In April 2022, Stripe launched Frontier Climate, an AMC, "to buy an initial $925M of permanent carbon removal between 2022 and 2030." Ransohoff, who leads the project, told The Atlantic that the carbon-removal market will probably need to reach $1 trillion per year.

== Comparison to other incentives ==
Advance market agreements are a form of “pull incentive”, which refers to a class of innovation incentives where payments are conditioned on outputs or outcomes. Examples of pull mechanisms include advance market commitments, prizes, and patents. They contrast with “push incentives”, such as grants, where payments are made upfront based on R&D inputs.

== Advance purchase agreements ==
Advance purchase agreements (APAs), like AMCs, are a tool to incentivize capacity and R&D by reducing demand uncertainty. APAs involve a sponsor pre-committing to buy a certain volume of a product at a pre-specified price. However, unlike AMCs, APAs are generally signed with specific manufacturers rather than being available to the entire market. The two concepts are often conflated, as some argue that the COVAX AMC is actually just a series of APAs.

(Source material)
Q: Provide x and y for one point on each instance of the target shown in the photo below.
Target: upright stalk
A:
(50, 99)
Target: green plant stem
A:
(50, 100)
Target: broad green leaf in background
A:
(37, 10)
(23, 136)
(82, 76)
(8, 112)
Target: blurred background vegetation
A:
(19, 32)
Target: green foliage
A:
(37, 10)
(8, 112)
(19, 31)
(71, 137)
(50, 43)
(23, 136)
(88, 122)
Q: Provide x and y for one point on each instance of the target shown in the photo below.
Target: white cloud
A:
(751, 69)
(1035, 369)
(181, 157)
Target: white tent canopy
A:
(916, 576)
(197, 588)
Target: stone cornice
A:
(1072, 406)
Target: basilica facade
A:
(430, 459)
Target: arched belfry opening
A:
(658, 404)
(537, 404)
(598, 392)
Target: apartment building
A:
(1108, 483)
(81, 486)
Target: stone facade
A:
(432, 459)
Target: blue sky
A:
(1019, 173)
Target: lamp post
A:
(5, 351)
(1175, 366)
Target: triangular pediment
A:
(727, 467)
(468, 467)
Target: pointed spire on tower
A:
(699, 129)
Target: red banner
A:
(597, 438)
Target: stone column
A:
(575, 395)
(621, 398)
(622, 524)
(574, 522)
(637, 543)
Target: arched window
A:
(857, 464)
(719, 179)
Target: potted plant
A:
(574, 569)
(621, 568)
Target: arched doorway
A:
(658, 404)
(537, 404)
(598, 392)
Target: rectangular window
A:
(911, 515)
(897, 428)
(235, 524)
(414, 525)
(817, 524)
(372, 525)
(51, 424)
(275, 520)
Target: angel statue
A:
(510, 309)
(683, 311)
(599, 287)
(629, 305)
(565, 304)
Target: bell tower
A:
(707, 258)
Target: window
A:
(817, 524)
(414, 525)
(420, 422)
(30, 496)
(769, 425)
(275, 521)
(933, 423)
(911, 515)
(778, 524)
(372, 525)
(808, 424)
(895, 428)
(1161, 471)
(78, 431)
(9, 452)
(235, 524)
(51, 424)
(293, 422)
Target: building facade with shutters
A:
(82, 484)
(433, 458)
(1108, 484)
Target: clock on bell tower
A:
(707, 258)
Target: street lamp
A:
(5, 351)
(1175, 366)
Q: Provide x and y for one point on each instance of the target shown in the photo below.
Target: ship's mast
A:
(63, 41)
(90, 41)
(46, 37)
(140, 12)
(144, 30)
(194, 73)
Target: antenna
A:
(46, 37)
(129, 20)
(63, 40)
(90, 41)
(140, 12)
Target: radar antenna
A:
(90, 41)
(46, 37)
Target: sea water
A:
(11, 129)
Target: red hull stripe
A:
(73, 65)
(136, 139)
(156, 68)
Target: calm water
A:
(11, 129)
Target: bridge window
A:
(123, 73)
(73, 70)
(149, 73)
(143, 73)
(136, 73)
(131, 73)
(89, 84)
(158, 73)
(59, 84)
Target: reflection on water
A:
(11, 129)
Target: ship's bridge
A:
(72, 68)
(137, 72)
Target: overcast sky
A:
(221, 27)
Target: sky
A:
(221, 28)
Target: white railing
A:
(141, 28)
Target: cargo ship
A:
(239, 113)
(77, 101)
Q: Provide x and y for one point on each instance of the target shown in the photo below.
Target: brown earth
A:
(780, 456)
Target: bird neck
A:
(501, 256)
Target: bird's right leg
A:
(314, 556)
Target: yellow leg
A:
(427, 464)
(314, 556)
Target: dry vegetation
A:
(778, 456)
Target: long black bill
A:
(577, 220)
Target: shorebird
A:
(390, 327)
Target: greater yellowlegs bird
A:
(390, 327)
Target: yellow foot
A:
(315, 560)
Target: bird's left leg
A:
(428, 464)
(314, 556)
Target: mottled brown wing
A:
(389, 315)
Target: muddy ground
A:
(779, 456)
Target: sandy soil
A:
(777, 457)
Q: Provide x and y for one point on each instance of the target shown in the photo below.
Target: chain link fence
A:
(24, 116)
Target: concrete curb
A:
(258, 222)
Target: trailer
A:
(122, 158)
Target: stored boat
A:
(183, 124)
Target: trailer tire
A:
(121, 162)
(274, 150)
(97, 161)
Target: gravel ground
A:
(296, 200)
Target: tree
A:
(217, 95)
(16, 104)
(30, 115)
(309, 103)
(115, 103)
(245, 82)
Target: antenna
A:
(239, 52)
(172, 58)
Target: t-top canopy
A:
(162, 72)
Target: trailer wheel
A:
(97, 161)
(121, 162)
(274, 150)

(What the task requires) Please resume the passage on advance market commitments after its last sentence. Nothing in the lines is needed here.

(Exercise result)
== Prizes ==
Innovation prizes are another form of R&D pull incentive, whereupon payment is conditioned on some technical achievement. Examples of innovation prizes include the Longitude rewards, the Global Cooling Prize and the Ansari X Prize. While both prizes and AMCs condition payment on outcomes, AMC payments are linked to scale (as payments are linked to sales in the market) while prizes are not. Michael Kremer and Heidi Williams argue that the presence of this "market test" makes AMCs more valuable than prizes at generating innovations usable at scale.